--- Document segment Enclosed Below ---

United States Department of Veterans Affairs, Eastern Colorado Health Care System (Agency) and American Federation of Government Employees, Local 2241 (Union)

74 FLRA No. 37                                                                                                           

 

UNITED STATES

DEPARTMENT OF VETERANS AFFAIRS

EASTERN COLORADO HEALTH CARE SYSTEM

(Agency)

 

and

 

AMERICAN FEDERATION

OF GOVERNMENT EMPLOYEES

LOCAL 2241

(Union)

 

0-AR-5979

 

_____

 

DECISION

 

March 27, 2025

 

_____

 

Before the Authority:  Colleen Duffy Kiko, Chairman, and Susan Tsui Grundmann and Anne Wagner, Members

(Chairman Kiko concurring)

 

I.            Statement of the Case

             

Arbitrator Ezio E. Borchini issued an award finding the Agency violated the parties’ collective‑bargaining agreement and law by failing to timely and equitably conduct a salary-review survey (survey) and increase certain employees’ (the grievants’) pay.  As a remedy, the Arbitrator awarded the grievants backpay with interest.  The Agency filed exceptions on nonfact and contrary‑to‑law grounds.  For the reasons explained below, we find the award contrary to law, and set it aside.

 

II.          Background and Arbitrator’s Award

             

The grievants are pharmacists employed by the Agency under Title 38 of the United States Code (Title 38).  On March 4, 2022, the Union filed a grievance alleging, in pertinent part, that the Agency failed to conduct the survey, as required under 38 U.S.C. § 7451 (§ 7451) and Article 2 of the parties’ agreement (Article 2).  On March 21, 2022, the Agency denied the grievance.  The Union invoked arbitration on March 22, 2022.  While the grievance was pending, the Agency conducted the survey and, on May 10, 2022, approved salary increases.  The salary increases took effect on May 22, 2022.

--- End of Enclosed Document segment ---

Answer these about the labor decision above:
1. Which arbitrator issued the award?
2. What remedy did the arbitrator give the grievants?
3. On what date did the salary increases take effect?

--- Raw data Enclosed Below ---

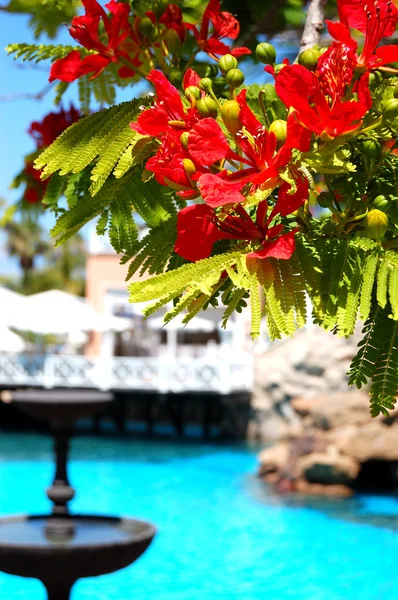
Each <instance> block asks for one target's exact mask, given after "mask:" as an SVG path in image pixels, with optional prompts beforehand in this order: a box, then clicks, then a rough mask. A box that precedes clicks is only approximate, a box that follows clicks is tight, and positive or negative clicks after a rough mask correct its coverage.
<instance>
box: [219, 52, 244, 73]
mask: <svg viewBox="0 0 398 600" xmlns="http://www.w3.org/2000/svg"><path fill="white" fill-rule="evenodd" d="M238 64H239V63H238V61H237V59H236V58H235V56H232V54H224V56H222V57H221V58H220V60H219V63H218V66H219V69H220V71H221V73H224V75H226V74H227V73H228V71H230V70H231V69H237V68H238Z"/></svg>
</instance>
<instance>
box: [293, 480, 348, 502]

--- End of Enclosed Raw data ---

### [Response to the exercise]
1. Ezio E. Borchini
2. Backpay with interest
3. May 22, 2022